**Exercise objective:**
Copy the data below line for line, changing nothing.

Lines of data:
******************************
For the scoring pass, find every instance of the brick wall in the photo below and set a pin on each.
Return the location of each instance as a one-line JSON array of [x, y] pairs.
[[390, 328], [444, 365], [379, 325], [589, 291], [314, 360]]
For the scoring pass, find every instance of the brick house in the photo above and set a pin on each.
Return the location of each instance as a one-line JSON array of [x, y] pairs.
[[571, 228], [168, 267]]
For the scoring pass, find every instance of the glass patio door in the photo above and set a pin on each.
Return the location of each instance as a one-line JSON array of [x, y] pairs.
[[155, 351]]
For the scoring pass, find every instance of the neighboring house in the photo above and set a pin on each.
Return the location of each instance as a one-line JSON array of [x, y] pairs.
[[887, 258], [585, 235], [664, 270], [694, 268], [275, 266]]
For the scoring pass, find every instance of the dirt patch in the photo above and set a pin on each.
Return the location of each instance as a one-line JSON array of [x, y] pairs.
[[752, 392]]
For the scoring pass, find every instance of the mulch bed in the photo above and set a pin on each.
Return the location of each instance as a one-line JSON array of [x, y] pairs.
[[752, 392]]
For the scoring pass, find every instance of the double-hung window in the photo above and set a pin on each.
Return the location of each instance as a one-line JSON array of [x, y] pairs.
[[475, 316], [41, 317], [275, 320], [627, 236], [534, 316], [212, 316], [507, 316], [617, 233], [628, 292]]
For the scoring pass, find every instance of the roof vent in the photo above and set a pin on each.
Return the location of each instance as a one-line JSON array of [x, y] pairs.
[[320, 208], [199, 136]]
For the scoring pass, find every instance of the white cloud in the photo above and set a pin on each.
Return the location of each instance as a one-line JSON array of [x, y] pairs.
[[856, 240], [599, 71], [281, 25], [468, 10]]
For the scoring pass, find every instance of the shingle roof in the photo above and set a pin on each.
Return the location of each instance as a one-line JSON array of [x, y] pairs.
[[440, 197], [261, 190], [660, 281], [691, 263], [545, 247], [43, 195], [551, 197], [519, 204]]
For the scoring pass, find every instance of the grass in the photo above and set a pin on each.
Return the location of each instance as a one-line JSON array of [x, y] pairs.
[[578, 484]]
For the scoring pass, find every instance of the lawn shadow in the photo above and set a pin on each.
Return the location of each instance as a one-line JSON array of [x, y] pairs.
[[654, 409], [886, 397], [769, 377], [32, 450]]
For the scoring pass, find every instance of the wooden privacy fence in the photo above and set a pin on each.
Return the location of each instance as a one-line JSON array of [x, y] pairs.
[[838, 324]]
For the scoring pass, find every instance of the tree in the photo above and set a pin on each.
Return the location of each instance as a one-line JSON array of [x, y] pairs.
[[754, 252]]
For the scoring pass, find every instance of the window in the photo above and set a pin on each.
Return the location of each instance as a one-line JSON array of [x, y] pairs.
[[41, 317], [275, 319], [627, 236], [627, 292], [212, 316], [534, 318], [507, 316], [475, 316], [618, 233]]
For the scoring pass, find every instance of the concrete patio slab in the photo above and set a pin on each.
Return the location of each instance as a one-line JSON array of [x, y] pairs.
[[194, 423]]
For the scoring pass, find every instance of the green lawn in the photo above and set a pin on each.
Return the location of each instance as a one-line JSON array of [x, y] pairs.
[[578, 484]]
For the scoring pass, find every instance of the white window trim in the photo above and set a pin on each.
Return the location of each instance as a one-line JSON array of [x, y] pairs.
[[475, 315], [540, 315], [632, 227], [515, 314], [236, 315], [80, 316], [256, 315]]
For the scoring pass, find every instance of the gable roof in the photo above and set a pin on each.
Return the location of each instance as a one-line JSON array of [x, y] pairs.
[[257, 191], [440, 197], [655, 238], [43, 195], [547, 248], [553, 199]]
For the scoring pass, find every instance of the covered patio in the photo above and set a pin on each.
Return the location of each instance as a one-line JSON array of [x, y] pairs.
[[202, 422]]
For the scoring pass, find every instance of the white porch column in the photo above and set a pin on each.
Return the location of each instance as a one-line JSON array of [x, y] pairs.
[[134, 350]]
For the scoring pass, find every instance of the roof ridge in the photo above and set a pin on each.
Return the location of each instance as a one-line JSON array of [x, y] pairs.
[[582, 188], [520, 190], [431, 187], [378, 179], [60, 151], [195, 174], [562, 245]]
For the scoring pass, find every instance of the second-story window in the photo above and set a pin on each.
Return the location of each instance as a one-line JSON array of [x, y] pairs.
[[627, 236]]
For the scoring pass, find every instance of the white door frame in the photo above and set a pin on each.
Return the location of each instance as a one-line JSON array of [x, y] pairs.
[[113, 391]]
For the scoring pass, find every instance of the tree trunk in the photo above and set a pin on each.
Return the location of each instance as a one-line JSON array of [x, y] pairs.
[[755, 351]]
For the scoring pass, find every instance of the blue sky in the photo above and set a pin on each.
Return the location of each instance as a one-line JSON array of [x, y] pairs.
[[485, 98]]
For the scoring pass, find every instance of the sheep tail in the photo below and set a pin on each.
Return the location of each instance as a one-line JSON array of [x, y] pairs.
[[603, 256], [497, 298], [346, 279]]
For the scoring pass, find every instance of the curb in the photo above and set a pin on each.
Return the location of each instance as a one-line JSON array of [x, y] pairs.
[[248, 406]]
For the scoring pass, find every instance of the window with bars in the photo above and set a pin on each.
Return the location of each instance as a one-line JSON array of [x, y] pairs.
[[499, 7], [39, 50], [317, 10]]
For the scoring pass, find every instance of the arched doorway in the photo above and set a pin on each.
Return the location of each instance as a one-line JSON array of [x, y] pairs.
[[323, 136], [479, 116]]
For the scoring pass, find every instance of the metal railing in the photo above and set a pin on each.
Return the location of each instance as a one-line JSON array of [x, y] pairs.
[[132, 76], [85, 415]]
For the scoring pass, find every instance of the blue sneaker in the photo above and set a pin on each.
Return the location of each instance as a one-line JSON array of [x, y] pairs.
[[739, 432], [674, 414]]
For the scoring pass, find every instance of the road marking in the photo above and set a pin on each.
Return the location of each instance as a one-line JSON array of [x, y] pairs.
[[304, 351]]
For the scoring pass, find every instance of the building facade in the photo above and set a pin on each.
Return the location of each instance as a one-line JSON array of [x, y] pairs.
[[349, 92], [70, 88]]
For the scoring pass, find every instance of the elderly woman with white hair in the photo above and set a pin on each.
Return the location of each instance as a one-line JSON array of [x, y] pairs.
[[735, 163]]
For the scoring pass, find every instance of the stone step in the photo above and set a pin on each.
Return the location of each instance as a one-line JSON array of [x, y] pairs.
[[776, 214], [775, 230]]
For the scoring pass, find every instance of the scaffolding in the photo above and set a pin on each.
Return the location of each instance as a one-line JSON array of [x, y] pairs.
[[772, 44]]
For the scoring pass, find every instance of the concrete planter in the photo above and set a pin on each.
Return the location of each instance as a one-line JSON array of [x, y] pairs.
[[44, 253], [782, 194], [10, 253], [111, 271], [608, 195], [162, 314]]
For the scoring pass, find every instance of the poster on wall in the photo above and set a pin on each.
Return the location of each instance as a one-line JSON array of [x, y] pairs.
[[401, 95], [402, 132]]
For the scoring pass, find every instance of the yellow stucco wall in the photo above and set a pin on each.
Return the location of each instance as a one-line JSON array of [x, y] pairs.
******************************
**Exercise solution:**
For the scoring pass, find every instance of the brick wall in the photo below and set a pin on each.
Return the location of each instance as a one-line JSON array of [x, y] pairs.
[[390, 328], [444, 365], [379, 325], [589, 291], [314, 360]]
For the scoring pass, find every instance of the brick house in the photo above and set a pin on each.
Return the location of each instance as a one-line JSON array of [x, y] pairs.
[[571, 228], [168, 267]]
For the scoring pass, find every instance of the glass patio door in the photo above and set a pin on each.
Return the location of each instance as a one-line JSON array of [x, y] pairs.
[[155, 351]]
For the scoring pass, find every instance of the neighboring house in the photo above and set a pin on each.
Return the location of each instance as a one-line JSON array of [x, y] pairs.
[[887, 258], [585, 235], [664, 270], [694, 268], [275, 266]]
For the scoring pass, find every instance of the dirt patch in the photo above and set a pin on each.
Return the location of each instance as a one-line JSON array of [x, y] pairs.
[[752, 392]]
For the scoring pass, find every instance of the mulch bed in the photo above and set a pin on each.
Return the location of each instance as a one-line JSON array of [x, y] pairs.
[[752, 392]]
For the scoring pass, find every instance of the double-hung window in the photo above and set a pin on each.
Return the location of each instance as a one-line JSON array of [x, y] pairs.
[[475, 316], [41, 317], [275, 320], [627, 236], [534, 316], [212, 316], [507, 316], [617, 233], [628, 292]]
For the scoring pass, find every instance of the roof vent in the photo above and set a pin on each.
Return the location of each instance as a one-line JSON array of [x, y] pairs.
[[320, 208], [199, 136]]
For the scoring pass, find every instance of the white cloud in the photo above and set a pin on each.
Return the location of each instance as a one-line JSON array of [x, y] pairs.
[[856, 240], [599, 71], [281, 25], [468, 10]]
For the scoring pass, find every instance of the shingle roof in the photo above and set a pin on each.
Return the location of each instance as a one-line JSON array of [x, y] pairs.
[[440, 197], [261, 190], [660, 281], [691, 263], [545, 247], [43, 195], [551, 197], [519, 204]]
For the scoring pass, find every instance of the grass in the photo above and set a pin on each.
Return the location of each instance as a one-line JSON array of [x, y] pairs.
[[578, 484]]
For the scoring pass, find every instance of the lawn shadow in the photo above and set a pin on each.
Return the location of each instance as a one-line JSON array of [x, y] pairs.
[[654, 409], [886, 397], [769, 377], [32, 450]]
For the scoring pass, find every instance of the wooden privacy fence in the photo above and set a pin on each.
Return the location of each instance as a one-line JSON array of [x, y] pairs.
[[838, 324]]
For the scoring pass, find every instance of the tree in the photo above and set a pin on each.
Return the location of each instance as a one-line JSON array of [x, y] pairs.
[[754, 252]]
For the scoring pass, find every instance of the window in the photo above and set a pin on each.
Return the location of each instance as a one-line JSON array of [x, y] pairs.
[[41, 317], [275, 319], [627, 236], [627, 292], [212, 316], [534, 318], [507, 316], [475, 316], [618, 233]]
For the scoring pass, find every instance of the concrete patio slab in the photo above and set a pin on each.
Return the location of each instance as a one-line JSON array of [x, y] pairs.
[[194, 423]]
For the scoring pass, find every instance of the green lawn in the photo above and set a pin on each.
Return the location of each instance as a one-line JSON array of [x, y] pairs.
[[578, 484]]
For the scoring pass, find every instance of the white window trim in the photo above and set a pin on each.
Return the location of each instance as a one-line JSON array of [x, y] pairs.
[[475, 315], [540, 315], [632, 227], [515, 314], [236, 315], [80, 316], [256, 315]]
For the scoring pass, find every instance of the gable roof in the photo above and set a pin on each.
Return the location of each instance as a one-line JSON array of [x, y] pairs.
[[257, 191], [440, 197], [655, 238], [43, 195], [547, 248], [553, 199]]
For the scoring pass, find every instance of the covered patio in the photo above and set a pin on each.
Return the location of each instance as a one-line JSON array of [x, y] pairs.
[[202, 422]]
For the scoring pass, find every instance of the white porch column in the photo above and set a pin on each.
Return the location of each instance as a one-line JSON array of [x, y] pairs.
[[134, 350]]
For the scoring pass, find every instance of the roof ridge in the photo above and set a pin on each.
Return the location of each instance as a one-line JSON array of [x, y] pairs.
[[582, 188], [520, 190], [431, 187], [378, 179], [60, 151], [195, 174], [562, 245]]
For the scoring pass, find every instance of the second-story window in the photo above and set a pin on each.
Return the location of each instance as a one-line JSON array of [x, y] pairs.
[[627, 236]]
For the scoring pass, find every instance of the white door frame in the photo above and set a pin on each.
Return the location of each instance as a one-line JSON array of [x, y] pairs.
[[113, 391]]
For the scoring pass, find every instance of the tree trunk in the photo above and set a pin on each.
Return the location of each instance as a one-line JSON array of [x, y] pairs.
[[755, 351]]
For the scoring pass, find every instance of the blue sky in the photo above and set a pin on each.
Return the location of each instance as a one-line JSON array of [x, y] pairs.
[[485, 98]]
For the scoring pass, find every instance of the sheep tail in the photo below and set a pin on each.
Return the location of each instance as a one-line JSON array of [x, y] pairs.
[[603, 256], [497, 298], [346, 279]]
For the scoring pass, find every instance of the curb in the photo above and set a pin on each.
Return the location of each instance as a one-line JSON array of [x, y] pairs.
[[248, 406]]
For the scoring pass, find every instance of the window with bars in the photo above and set a pin on each.
Return the location of each instance as a one-line JSON array of [x, y] pairs.
[[499, 7], [39, 50], [317, 10]]
For the scoring pass, find every instance of the arched doorway in the photo above and set a pin on each.
Return the location of each instance as a one-line JSON array of [x, y] pairs.
[[323, 136], [479, 116]]
For the scoring pass, find every instance of the metal railing in the photo above and set a pin on each.
Return the location of each instance as a one-line JSON array of [x, y] pairs.
[[132, 76], [85, 415]]
For the scoring pass, find every instance of the blue sneaker in the photo above and set a pin on each.
Return the location of each instance as a one-line JSON array of [x, y] pairs.
[[739, 432], [674, 414]]
For the scoring pass, find every instance of the road marking in the photo above and set a pin on each.
Return the location of each instance as a one-line JSON array of [x, y] pairs.
[[304, 351]]
For the scoring pass, find every instance of the building facade in the photo above and set a pin on each.
Return the location of each instance as a one-line JSON array of [x, y] pairs.
[[349, 92], [70, 88]]
For the scoring pass, find every instance of the elderly woman with white hair in the photo above and set a pin on each.
Return the location of each instance as a one-line JSON array of [x, y] pairs.
[[735, 163]]
For the scoring pass, find every instance of the stone step in the photo above and set a pin on each.
Return the location of each instance as a one-line JSON array of [x, y] pairs.
[[776, 214], [775, 230]]
For the scoring pass, find every instance of the scaffolding in the photo above and set a pin on each.
Return the location of each instance as a one-line JSON array of [x, y] pairs.
[[772, 44]]
For the scoring pass, find every instance of the concrete planter in the photo above and set a pin on each.
Return the location of each instance as a one-line JSON array of [x, y] pairs.
[[44, 253], [782, 194], [10, 253], [111, 271], [608, 195], [162, 314]]
For the scoring pass, find every instance of the poster on wall in the photo above and set a pin on each.
Return the location of each instance as a one-line JSON array of [x, y] pairs.
[[401, 95], [402, 132]]
For the scoring pass, find every instance of the yellow stucco wall in the photo above and set a pin on each.
Return the location of each instance as a one-line JSON array of [x, y] pairs.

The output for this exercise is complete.